▶ CO NALEŻY ZROBIĆ: Na podstawie tekstu o nidzickim Behördenhaus podaj, co stało się z czterospadowym dachem tego budynku w końcu lat 60-tych.

▶ UDOSTĘPNIONY TEKST:
+ + + + +

Architektoniczna perełka Nidzicy

2015-07-29 14:33:00(ost. akt: 2015-07-29 14:33:41)
To, co wyróżnia ten zabytek na tle architektury nie tylko Nidzicy, ale i całych byłych Prus Wschodnich to materiał z którego powstał

To, co wyróżnia ten zabytek na tle architektury nie tylko Nidzicy, ale i całych byłych Prus Wschodnich to materiał z którego powstał

Autor zdjęcia: Michał Piotr Moszczyński

Wspólną cechą wszystkich przewodników czy informatorów jest wymienianie wciąż tych samych nidzickich zabytków. Dominują zamek, klasztorek, dwa kościoły, browar i neoklasycystyczny ratusz projektu prof. Bodo Ebharda. Do tego dochodzi kilka kamieniczek i Kamień Tatarski.
Do tej krótkiej listy wypada mi dorzucić jeszcze jeden. Co dziwne, jest on powszechnie znany i przy tym całkowicie pomijany. I to mimo centralnego miejsca, w którym został w końcu lat 20-tych XX w. zbudowany. Powstawał w bardzo reprezentacyjnym usytuowaniu – vis a’ vis dworca. Na współczesnych pocztówkach występuje jako „Behördenhaus”, dziś bardziej znany jako budynek byłego internatu czy siedziba MOPS-u.

To, co wyróżnia go na tle architektury nie tylko Nidzicy, ale i całych byłych Prus Wschodnich to materiał z którego powstał. Cegła, będąca jego charakterystycznym wyznacznikiem nie jest przypadkowa. Ta użyta do budowy klinkierowa, a więc ciemna, jest nie tylko budulcem, ale i świadomym elementem architektury. Pozwala na identyfikowanie z wybitnym nurtem niemieckiej architektury jakim był ekspresjonizm „ceglany”. Charakterystyczny dla powstających od końca XIX w., budowli w północnych Niemczech i Pomorza, znany jest później jako szkoła hamburska.

Ma tu zwłaszcza największe znaczenie hamburski „Chilehaus”, projektu Fritz’a Höger’a. Ten powstały w latach 1922-1924 dziesięciopiętrowy gmach, jest dziś uznawany za przykład światowego dziedzictwa przez UNESCO. Znalazł się na niej w tym roku, pod numerem 40. budowli w Niemczech. Nidzicki obiekt jest oczywiście mniejszy, ale nie mniejsza jest dbałość o formę i detal jak w będącym dla niego hamburskim pierwowzorem.

Front wyznacza linia okien, pomiędzy symetrycznie rozłożonymi lizenami. Biegnącymi od skrajnych boków do środka po pięć. Od centralnie umieszczonego wejścia do gmachu oddzielają zespoły po dwie z każdej strony, bardziej zbliżone do pilastrów z precyzyjnie skręcającymi cegłówkami. Tworząc z portalem wejściowym, typowy dla tego stylu ekspresjonistycznie gotycyzujący ornament. Pozbawione są fryzu, zamiast którego zwieńczeniem był czterospadowy dach. Wyniosły, w pełni nawiązujący do gotyckich budowli, dla budownictwa XX w. już nie miał technicznego znaczenia. Spalił się w końcu lat 60-tych i niestety nie został odbudowany, zaś jego miejsce zajęła ordynarna nadbudówka.

+ + + + +

▶ PRZEDSTAWIONE DANE:
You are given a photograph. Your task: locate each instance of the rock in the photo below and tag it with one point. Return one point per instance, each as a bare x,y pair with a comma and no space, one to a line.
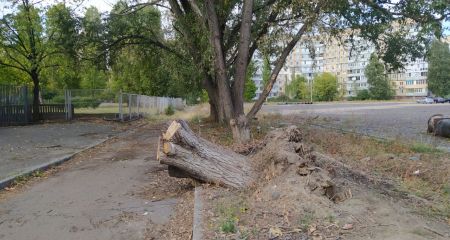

+ + + + +

▶ WYNIK ZADANIA: Dach spalił się i nie został odbudowany, a jego miejsce zajęła ordynarna nadbudówka.